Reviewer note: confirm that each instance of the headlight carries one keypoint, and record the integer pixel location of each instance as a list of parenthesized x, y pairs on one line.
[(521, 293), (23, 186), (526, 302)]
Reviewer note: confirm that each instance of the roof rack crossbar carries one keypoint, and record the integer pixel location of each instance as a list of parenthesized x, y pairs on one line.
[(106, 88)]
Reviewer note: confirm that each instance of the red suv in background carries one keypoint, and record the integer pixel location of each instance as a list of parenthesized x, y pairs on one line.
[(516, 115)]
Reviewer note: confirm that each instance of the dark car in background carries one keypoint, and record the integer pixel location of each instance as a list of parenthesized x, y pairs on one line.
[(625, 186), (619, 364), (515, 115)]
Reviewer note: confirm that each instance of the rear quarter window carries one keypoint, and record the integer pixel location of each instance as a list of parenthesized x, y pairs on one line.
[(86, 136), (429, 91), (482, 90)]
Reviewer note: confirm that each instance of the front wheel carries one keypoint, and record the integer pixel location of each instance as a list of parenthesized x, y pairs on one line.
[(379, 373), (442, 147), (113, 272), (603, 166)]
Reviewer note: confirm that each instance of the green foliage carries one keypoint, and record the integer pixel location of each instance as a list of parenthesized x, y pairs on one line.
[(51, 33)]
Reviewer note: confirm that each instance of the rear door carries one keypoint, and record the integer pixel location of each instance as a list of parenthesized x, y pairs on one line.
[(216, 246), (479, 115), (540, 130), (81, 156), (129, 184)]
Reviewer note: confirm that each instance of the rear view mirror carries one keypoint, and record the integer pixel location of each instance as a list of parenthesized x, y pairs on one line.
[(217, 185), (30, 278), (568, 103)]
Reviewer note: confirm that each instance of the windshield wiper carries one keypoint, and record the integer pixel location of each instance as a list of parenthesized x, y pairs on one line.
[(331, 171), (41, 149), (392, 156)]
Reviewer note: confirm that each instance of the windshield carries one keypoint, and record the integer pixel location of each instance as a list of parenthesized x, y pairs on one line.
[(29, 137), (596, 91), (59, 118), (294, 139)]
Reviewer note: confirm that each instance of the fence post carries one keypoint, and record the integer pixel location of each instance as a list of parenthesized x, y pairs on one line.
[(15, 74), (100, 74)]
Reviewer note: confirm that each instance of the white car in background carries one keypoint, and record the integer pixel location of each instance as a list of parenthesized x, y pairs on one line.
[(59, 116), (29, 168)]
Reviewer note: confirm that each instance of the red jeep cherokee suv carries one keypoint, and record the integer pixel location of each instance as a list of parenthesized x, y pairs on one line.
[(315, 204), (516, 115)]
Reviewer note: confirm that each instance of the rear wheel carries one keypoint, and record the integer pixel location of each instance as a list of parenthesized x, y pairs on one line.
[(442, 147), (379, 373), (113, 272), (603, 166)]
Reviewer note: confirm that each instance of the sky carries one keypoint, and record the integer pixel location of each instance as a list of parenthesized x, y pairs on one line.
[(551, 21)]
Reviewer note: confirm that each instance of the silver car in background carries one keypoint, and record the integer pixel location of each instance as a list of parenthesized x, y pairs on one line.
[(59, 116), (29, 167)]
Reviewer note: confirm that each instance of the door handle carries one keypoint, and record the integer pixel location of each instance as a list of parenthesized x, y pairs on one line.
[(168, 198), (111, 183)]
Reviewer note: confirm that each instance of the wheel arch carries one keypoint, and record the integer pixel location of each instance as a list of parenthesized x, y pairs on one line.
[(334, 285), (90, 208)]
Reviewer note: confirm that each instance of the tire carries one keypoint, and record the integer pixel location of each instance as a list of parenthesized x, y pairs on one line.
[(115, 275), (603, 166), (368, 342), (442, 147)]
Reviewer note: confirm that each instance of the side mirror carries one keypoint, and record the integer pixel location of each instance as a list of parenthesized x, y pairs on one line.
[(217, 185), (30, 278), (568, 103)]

§ **Instruction**: Can you echo all of the rows above, word for word?

§ **Reply**:
Reviewer note: confirm that each instance of the headlight carries one keypoint, and record the integer pixel location of each instance as a list of parenthesized x, y pairs on one line.
[(521, 293), (23, 186), (526, 302)]
Reviewer note: confirm that each instance of the roof rack crossbar carries one keypoint, and record the integer pixel location of each instance as a list of parenthesized x, y pairs on one line.
[(106, 88)]
Reviewer note: confirm that each instance of the red suv in background carries one keypoint, and record the integer pixel location of each instance as a list of parenthesized x, y pairs on one line.
[(516, 115)]
Reviewer note: confirm that each instance of the dark car in background carries one keypoint, and record the integer pixel location of each instance as a list of parenthesized x, y pairs on one line.
[(625, 186), (619, 364), (515, 115)]
Reviewer note: confirm that each instance of the rear quarter window carries one keypoint, and record the integer pixel location of each instance as a list of parenthesized x, y pairs on one line.
[(86, 136), (429, 91), (482, 90)]
Reviewer note: confirm that each instance of the front wheel carries one keypoint, and record the integer pixel location of each instance as a list of parenthesized x, y pairs on one line.
[(379, 373), (442, 147), (113, 272), (603, 166)]
Reviewer note: confirm that each instance of the green foliage carries one keypoint, and record the integer pixel location of each instance as a list of parenthesized x, y pairs on one line.
[(51, 33)]
Reviewer note: confirm that each instance of the rear door carries one keypoint, and record the integer pixel location of each instance as a list of parenthesized x, y pairs on one line.
[(216, 246), (479, 115), (540, 130), (81, 156), (129, 184)]
Reviewer note: confirm that each instance of the rear view mirror carries one keypoint, and record the integer pixel location of each instance as a list of parenthesized x, y pairs on one line.
[(217, 185), (30, 278), (568, 103)]
Reviewer note: confirm that each instance of the windshield wiper carries one keypoint, and record the integer pixel location of each instance as a list of parenthesized x, y pairs on one line.
[(331, 171), (41, 149), (392, 156)]
Reviewer note: confirm that each instance of the windshield carries one keypoint, and record the integer pixel location of each instance as a list of parenthesized x, y pairs on one line.
[(29, 137), (596, 91), (59, 118), (294, 139)]
Reviewer note: confirm that each instance of the fence post carries one keypoint, and record the integer pixel location of each instance as a list of parenthesized x, y pairs on one line.
[(15, 74), (100, 74)]
Reviewer note: confirm that each instance of the white car in background carries one keypoint, and record the integer pixel location of each instance as a list of parenthesized x, y pairs on one line.
[(59, 116), (29, 168)]
Reviewer note: confirm that each instance of the red jeep cherokee suv carries one keypoint, and record the integer pixel location of each instance as a list of parenthesized x, y pairs on one line.
[(315, 204), (516, 115)]
Reviewer note: confirm that each instance of the rear wheel carries one keypoint, and record the integer pixel location of each instance as a list of parenthesized x, y pairs on one line.
[(442, 147), (379, 373), (113, 272), (603, 166)]
Reviewer note: confirm that each instance of the sky carries one keypoint, and record the integer pixel location of each instance as a list of parenthesized x, y pairs on one line.
[(551, 21)]
Reviewer note: confirm that each instance of the silver car in background carries one keypoint, and record the integer pixel location of each instance as a list of parenthesized x, y pairs on one line.
[(59, 116), (29, 167)]
Reviewer note: confirm that each instance of the door handle carries one keypoint, and record the integer pixel location of each instance as a list of parenthesized x, y pairs on one line.
[(168, 198), (111, 183)]
Reviewer note: confirm that each instance of the wheel arch carries one keypoint, and record the integer pixel location of each instance as a list of parenthesized x, y pairs on one line.
[(334, 285), (90, 208)]
Reviewer note: confirm that each instance of the tire carries one keypoint, and record the integer pixel location of each instance as a list of parenthesized x, y pairs on one line.
[(115, 275), (603, 166), (368, 342), (442, 147)]
Reviewer note: confirm that each instance of the side mirror carries one keypoint, and record the integer pixel location of each instance as a list of parenthesized x, y pairs on one line.
[(217, 185), (30, 278), (568, 103)]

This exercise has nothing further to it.